§ Aim: Would you copy only the lines below, beginning with the one that contains "Exercise. Point to the windshield" and running through the last entry line?

§ Data entries:
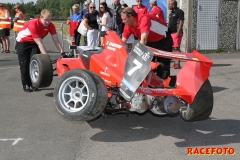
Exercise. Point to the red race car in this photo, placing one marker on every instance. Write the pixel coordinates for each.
(102, 80)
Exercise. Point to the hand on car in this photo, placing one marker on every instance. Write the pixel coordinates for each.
(64, 55)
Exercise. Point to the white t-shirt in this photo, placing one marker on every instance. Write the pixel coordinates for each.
(107, 16)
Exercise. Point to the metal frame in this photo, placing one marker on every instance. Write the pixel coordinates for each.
(197, 33)
(61, 29)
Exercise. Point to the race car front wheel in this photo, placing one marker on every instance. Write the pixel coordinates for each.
(80, 95)
(41, 70)
(202, 106)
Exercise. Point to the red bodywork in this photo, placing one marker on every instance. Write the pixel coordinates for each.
(110, 63)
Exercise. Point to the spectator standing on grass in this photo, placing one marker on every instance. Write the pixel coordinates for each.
(176, 19)
(140, 8)
(74, 23)
(157, 11)
(117, 21)
(106, 20)
(90, 22)
(19, 21)
(5, 26)
(29, 42)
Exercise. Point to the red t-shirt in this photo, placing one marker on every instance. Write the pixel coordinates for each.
(141, 10)
(156, 27)
(156, 11)
(35, 29)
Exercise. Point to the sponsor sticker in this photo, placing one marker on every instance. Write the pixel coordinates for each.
(111, 44)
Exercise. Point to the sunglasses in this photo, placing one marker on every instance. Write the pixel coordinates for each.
(127, 13)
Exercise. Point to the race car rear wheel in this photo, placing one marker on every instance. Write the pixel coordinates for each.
(80, 95)
(202, 106)
(41, 70)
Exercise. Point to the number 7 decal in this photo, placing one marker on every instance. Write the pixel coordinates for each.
(138, 66)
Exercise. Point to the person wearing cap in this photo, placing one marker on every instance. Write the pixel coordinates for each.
(152, 32)
(157, 11)
(19, 21)
(74, 23)
(140, 8)
(176, 20)
(29, 42)
(5, 26)
(84, 12)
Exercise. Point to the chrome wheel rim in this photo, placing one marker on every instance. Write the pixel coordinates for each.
(74, 94)
(34, 71)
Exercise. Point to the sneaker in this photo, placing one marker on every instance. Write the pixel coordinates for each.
(34, 88)
(26, 88)
(177, 66)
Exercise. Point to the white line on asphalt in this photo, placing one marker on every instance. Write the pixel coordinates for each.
(9, 67)
(15, 140)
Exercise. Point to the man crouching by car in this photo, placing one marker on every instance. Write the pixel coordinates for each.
(29, 42)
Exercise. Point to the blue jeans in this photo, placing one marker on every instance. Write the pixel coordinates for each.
(118, 29)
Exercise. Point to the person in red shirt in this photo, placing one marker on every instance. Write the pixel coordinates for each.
(157, 11)
(140, 8)
(29, 42)
(152, 32)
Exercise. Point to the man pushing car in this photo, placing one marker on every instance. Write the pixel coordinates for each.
(29, 42)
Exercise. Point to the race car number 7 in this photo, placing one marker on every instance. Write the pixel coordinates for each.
(138, 66)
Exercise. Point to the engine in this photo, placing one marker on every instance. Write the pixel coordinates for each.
(140, 103)
(158, 105)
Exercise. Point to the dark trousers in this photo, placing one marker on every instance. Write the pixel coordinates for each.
(77, 37)
(25, 51)
(163, 71)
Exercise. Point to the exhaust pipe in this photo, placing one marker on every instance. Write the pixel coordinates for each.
(165, 105)
(171, 105)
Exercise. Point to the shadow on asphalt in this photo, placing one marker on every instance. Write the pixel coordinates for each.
(221, 65)
(5, 60)
(218, 89)
(211, 132)
(49, 94)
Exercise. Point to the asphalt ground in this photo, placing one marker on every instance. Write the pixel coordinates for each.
(31, 127)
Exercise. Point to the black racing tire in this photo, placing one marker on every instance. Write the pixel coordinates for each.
(202, 106)
(80, 95)
(41, 70)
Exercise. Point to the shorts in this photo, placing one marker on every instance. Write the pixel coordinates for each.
(102, 33)
(4, 32)
(176, 40)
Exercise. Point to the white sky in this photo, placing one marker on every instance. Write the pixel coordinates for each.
(18, 1)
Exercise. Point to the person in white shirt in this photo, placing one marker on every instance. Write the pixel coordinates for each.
(106, 19)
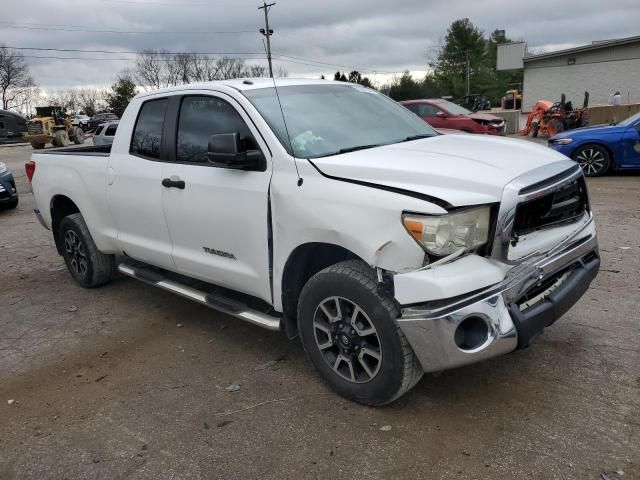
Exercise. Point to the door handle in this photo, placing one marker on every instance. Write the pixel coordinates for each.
(173, 182)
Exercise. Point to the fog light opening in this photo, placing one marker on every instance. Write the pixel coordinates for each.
(471, 333)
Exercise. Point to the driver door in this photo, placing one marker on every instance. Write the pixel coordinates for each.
(429, 114)
(631, 146)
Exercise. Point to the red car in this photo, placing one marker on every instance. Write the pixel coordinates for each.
(440, 113)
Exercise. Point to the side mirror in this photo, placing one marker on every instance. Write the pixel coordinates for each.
(224, 150)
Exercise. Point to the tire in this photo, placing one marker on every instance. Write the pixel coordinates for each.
(555, 126)
(60, 138)
(534, 130)
(78, 136)
(339, 352)
(594, 160)
(88, 266)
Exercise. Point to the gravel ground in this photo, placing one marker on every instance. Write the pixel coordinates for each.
(129, 382)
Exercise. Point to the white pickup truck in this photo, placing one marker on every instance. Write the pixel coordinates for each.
(328, 211)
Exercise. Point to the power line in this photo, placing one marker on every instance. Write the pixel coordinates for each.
(165, 4)
(267, 32)
(78, 28)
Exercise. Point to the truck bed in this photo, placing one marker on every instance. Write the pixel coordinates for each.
(89, 150)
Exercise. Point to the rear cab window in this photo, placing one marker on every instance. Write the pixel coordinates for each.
(147, 133)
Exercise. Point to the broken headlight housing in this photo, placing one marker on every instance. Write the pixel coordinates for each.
(442, 235)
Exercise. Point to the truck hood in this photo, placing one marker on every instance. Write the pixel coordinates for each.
(594, 130)
(459, 169)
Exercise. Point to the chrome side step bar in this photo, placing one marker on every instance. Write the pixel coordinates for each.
(217, 302)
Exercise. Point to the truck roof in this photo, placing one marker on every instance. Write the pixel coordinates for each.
(241, 84)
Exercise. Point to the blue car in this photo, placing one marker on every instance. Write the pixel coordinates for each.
(601, 148)
(8, 192)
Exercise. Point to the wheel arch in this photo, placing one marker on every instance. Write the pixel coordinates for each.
(60, 207)
(303, 263)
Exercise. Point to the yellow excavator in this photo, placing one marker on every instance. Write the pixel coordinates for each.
(52, 125)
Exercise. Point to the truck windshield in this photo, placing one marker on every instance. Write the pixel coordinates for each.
(325, 120)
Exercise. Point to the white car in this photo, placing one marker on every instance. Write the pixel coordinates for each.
(105, 133)
(81, 121)
(329, 212)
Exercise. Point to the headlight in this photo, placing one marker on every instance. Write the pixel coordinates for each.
(561, 141)
(442, 235)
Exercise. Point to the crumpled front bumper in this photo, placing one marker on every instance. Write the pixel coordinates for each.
(505, 316)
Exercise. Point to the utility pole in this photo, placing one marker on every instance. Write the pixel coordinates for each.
(267, 32)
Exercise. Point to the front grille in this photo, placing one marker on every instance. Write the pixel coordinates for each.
(34, 127)
(565, 205)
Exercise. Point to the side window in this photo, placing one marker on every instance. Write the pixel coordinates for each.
(147, 133)
(427, 110)
(200, 118)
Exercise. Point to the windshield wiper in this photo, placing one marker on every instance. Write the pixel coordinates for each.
(417, 137)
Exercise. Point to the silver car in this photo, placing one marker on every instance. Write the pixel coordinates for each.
(81, 121)
(105, 133)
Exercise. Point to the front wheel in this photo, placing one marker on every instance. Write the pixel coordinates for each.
(593, 159)
(349, 331)
(78, 135)
(88, 266)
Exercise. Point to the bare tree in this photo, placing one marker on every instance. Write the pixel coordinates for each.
(91, 100)
(231, 68)
(257, 71)
(15, 79)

§ Response:
Exercise. Point to the windshield wiper in this photo, placing one marker on every instance. Write the pixel coordinates for each.
(417, 137)
Exercise. Point to the silver car in this photo, placing one marker on every instance. Write the pixel coordinates for each.
(81, 121)
(105, 133)
Exercise. Point to the front wheel in this photo, placing one marker on every instance. Write the pixel coordinates for each.
(593, 159)
(349, 331)
(78, 135)
(88, 266)
Exercise. Point to the bare tree in this photo, placing one marker on every instance. Write the pixel coordinates for each.
(91, 100)
(231, 68)
(257, 71)
(15, 79)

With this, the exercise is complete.